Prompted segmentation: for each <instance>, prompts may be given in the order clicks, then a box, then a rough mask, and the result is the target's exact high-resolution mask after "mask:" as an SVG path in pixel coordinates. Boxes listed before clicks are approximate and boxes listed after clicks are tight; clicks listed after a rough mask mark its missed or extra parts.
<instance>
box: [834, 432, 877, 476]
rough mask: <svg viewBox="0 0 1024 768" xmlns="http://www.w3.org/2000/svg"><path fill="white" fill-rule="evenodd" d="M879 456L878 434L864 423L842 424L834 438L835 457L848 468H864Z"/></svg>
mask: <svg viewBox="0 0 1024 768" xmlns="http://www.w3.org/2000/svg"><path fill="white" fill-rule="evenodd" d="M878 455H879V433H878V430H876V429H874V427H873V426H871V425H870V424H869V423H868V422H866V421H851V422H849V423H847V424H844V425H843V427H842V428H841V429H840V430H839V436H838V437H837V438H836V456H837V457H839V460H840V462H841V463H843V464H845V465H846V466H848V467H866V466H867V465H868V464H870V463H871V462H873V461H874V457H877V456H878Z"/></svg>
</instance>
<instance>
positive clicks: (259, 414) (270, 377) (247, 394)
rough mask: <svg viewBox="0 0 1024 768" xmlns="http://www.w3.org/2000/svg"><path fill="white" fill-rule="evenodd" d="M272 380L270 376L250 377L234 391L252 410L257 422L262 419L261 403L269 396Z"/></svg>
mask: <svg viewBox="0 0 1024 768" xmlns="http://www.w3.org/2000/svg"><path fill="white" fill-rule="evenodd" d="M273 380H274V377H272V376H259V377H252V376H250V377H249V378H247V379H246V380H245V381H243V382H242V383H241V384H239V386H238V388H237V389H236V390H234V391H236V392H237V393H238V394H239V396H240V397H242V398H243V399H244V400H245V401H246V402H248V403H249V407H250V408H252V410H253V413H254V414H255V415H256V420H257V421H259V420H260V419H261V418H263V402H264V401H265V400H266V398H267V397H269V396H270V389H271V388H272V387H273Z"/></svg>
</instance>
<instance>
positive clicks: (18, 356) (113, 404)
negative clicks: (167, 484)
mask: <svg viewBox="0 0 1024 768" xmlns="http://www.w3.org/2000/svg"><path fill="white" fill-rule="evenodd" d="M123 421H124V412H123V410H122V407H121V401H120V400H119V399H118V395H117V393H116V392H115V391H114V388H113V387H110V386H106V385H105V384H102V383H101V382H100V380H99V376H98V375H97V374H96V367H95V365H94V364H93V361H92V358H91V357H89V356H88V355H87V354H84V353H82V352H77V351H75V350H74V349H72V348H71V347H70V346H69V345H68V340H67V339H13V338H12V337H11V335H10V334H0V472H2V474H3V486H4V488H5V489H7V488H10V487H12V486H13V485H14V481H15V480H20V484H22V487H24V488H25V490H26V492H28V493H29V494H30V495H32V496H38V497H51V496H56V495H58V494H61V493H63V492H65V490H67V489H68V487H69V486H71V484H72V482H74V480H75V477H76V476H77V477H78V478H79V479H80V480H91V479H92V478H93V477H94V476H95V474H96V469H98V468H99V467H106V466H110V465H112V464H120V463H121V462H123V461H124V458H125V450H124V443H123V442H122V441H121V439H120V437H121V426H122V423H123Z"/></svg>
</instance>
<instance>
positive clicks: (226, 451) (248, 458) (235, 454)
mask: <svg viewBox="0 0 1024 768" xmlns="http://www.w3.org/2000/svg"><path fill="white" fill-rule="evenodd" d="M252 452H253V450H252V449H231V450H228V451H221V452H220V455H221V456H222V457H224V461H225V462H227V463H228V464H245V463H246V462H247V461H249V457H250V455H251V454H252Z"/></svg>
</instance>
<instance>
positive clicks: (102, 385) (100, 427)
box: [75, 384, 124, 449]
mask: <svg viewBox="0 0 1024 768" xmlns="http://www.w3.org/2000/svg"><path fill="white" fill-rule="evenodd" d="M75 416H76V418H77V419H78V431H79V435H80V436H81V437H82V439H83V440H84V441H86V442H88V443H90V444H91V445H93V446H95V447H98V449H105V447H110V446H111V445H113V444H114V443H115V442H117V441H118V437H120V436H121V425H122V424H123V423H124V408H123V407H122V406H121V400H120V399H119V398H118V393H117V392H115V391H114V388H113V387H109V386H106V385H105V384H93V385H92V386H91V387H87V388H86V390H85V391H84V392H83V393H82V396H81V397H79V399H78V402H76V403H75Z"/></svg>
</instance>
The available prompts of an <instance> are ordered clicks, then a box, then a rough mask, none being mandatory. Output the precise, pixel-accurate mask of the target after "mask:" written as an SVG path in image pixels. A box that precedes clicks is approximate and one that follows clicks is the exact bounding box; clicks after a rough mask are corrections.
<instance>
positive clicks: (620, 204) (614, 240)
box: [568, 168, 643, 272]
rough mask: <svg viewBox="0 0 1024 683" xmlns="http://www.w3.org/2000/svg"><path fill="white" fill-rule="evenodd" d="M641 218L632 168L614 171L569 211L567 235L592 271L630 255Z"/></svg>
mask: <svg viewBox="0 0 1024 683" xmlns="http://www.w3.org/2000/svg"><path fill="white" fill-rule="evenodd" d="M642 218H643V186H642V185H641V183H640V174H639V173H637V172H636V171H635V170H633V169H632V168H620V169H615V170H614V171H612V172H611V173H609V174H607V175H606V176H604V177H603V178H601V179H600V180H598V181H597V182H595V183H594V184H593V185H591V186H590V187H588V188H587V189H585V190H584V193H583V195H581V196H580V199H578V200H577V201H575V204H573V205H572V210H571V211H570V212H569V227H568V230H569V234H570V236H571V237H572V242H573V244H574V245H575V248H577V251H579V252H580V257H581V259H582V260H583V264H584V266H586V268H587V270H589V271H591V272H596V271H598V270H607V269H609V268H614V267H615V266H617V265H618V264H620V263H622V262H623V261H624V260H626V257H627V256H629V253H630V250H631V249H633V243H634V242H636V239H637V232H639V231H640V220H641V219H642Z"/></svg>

++++

# [Prompt]
Copy the data above line for line, without changing a single character.

# [Your response]
Prompted segmentation: for each <instance>, prompts may be given in the order clicks, then a box, then a rough mask, and the result is the target's exact high-resolution mask after "mask:" as an SVG path in pixel coordinates. Boxes listed before clicks are approximate and boxes listed after clicks are tight; clicks listed after a rough mask mark its missed or extra parts.
<instance>
box: [834, 432, 877, 476]
rough mask: <svg viewBox="0 0 1024 768" xmlns="http://www.w3.org/2000/svg"><path fill="white" fill-rule="evenodd" d="M879 456L878 434L864 423L842 424L834 438L835 457L848 468H864Z"/></svg>
mask: <svg viewBox="0 0 1024 768" xmlns="http://www.w3.org/2000/svg"><path fill="white" fill-rule="evenodd" d="M878 455H879V433H878V430H876V429H874V427H873V426H871V425H870V424H869V423H868V422H866V421H851V422H849V423H847V424H844V425H843V427H842V428H841V429H840V430H839V436H838V437H837V438H836V456H837V457H839V460H840V462H841V463H843V464H845V465H846V466H848V467H866V466H867V465H868V464H870V463H871V462H873V461H874V457H877V456H878Z"/></svg>
</instance>
<instance>
positive clicks: (259, 414) (270, 377) (247, 394)
rough mask: <svg viewBox="0 0 1024 768" xmlns="http://www.w3.org/2000/svg"><path fill="white" fill-rule="evenodd" d="M272 380L270 376L250 377L234 391L252 410L257 422L262 419L261 403L269 396Z"/></svg>
mask: <svg viewBox="0 0 1024 768" xmlns="http://www.w3.org/2000/svg"><path fill="white" fill-rule="evenodd" d="M273 380H274V377H272V376H259V377H252V376H250V377H249V378H247V379H246V380H245V381H243V382H242V383H241V384H239V386H238V388H237V389H236V390H234V391H236V392H237V393H238V394H239V396H240V397H242V398H243V399H244V400H245V401H246V402H248V403H249V407H250V408H252V410H253V413H254V414H255V415H256V420H257V421H259V420H260V419H261V418H263V402H264V401H265V400H266V398H267V397H269V396H270V389H271V388H272V387H273Z"/></svg>
</instance>
<instance>
positive clicks: (18, 356) (113, 404)
negative clicks: (167, 484)
mask: <svg viewBox="0 0 1024 768" xmlns="http://www.w3.org/2000/svg"><path fill="white" fill-rule="evenodd" d="M123 421H124V412H123V410H122V407H121V401H120V400H119V399H118V395H117V393H116V392H115V391H114V388H113V387H110V386H106V385H105V384H102V383H101V382H100V380H99V376H98V375H97V374H96V367H95V365H94V364H93V361H92V358H91V357H89V356H88V355H87V354H84V353H82V352H77V351H75V350H74V349H72V348H71V347H70V346H69V345H68V340H67V339H13V338H12V337H11V335H10V334H0V472H2V474H3V486H4V488H5V489H7V488H10V487H12V486H13V485H14V481H15V480H20V484H22V487H24V488H25V490H26V492H28V493H29V494H30V495H32V496H38V497H51V496H56V495H58V494H61V493H63V492H65V490H67V489H68V487H69V486H71V484H72V482H74V480H75V477H76V476H77V477H78V478H79V479H80V480H91V479H92V478H93V477H94V476H95V474H96V469H98V468H99V467H106V466H110V465H112V464H120V463H121V462H123V461H124V458H125V450H124V443H123V442H122V441H121V439H120V437H121V426H122V423H123Z"/></svg>
</instance>
<instance>
positive clicks: (226, 451) (248, 458) (235, 454)
mask: <svg viewBox="0 0 1024 768" xmlns="http://www.w3.org/2000/svg"><path fill="white" fill-rule="evenodd" d="M252 452H253V450H252V449H231V450H228V451H221V452H220V455H221V456H222V457H224V461H225V462H227V463H228V464H245V463H246V462H247V461H249V457H250V455H251V454H252Z"/></svg>
</instance>
<instance>
positive clicks: (102, 385) (100, 427)
box: [75, 384, 124, 449]
mask: <svg viewBox="0 0 1024 768" xmlns="http://www.w3.org/2000/svg"><path fill="white" fill-rule="evenodd" d="M75 416H76V418H77V419H78V431H79V435H80V436H81V437H82V439H83V440H84V441H86V442H88V443H90V444H91V445H93V446H95V447H98V449H105V447H110V446H111V445H113V444H114V443H115V442H117V441H118V437H120V436H121V425H122V424H123V423H124V408H123V407H122V406H121V400H120V399H119V398H118V393H117V392H115V391H114V388H113V387H109V386H106V385H105V384H93V385H92V386H91V387H87V388H86V390H85V391H84V392H83V393H82V396H81V397H79V399H78V402H76V403H75Z"/></svg>
</instance>
The available prompts of an <instance> are ordered clicks, then a box, then a rough mask, none being mandatory. Output the precise, pixel-accurate mask of the target after "mask:" written as an SVG path in image pixels. A box that precedes clicks is approximate and one that follows clicks is the exact bounding box; clicks after a rough mask are corrections.
<instance>
positive clicks: (620, 204) (614, 240)
box: [568, 168, 643, 272]
rough mask: <svg viewBox="0 0 1024 683" xmlns="http://www.w3.org/2000/svg"><path fill="white" fill-rule="evenodd" d="M641 218L632 168L614 171L569 211L567 235L592 271L630 255Z"/></svg>
mask: <svg viewBox="0 0 1024 683" xmlns="http://www.w3.org/2000/svg"><path fill="white" fill-rule="evenodd" d="M642 218H643V186H642V185H641V183H640V174H639V173H637V172H636V171H635V170H633V169H632V168H620V169H615V170H614V171H612V172H611V173H609V174H607V175H606V176H604V177H603V178H601V179H600V180H598V181H597V182H595V183H594V184H593V185H591V186H590V187H588V188H587V189H585V190H584V193H583V195H581V196H580V199H578V200H577V201H575V204H573V205H572V210H571V211H570V212H569V227H568V230H569V234H570V236H571V237H572V242H573V244H574V245H575V248H577V251H579V252H580V257H581V259H582V260H583V264H584V266H586V268H587V270H589V271H591V272H596V271H598V270H607V269H609V268H614V267H615V266H617V265H618V264H620V263H622V262H623V261H624V260H626V257H627V256H629V253H630V250H631V249H633V243H634V242H636V239H637V232H639V231H640V220H641V219H642Z"/></svg>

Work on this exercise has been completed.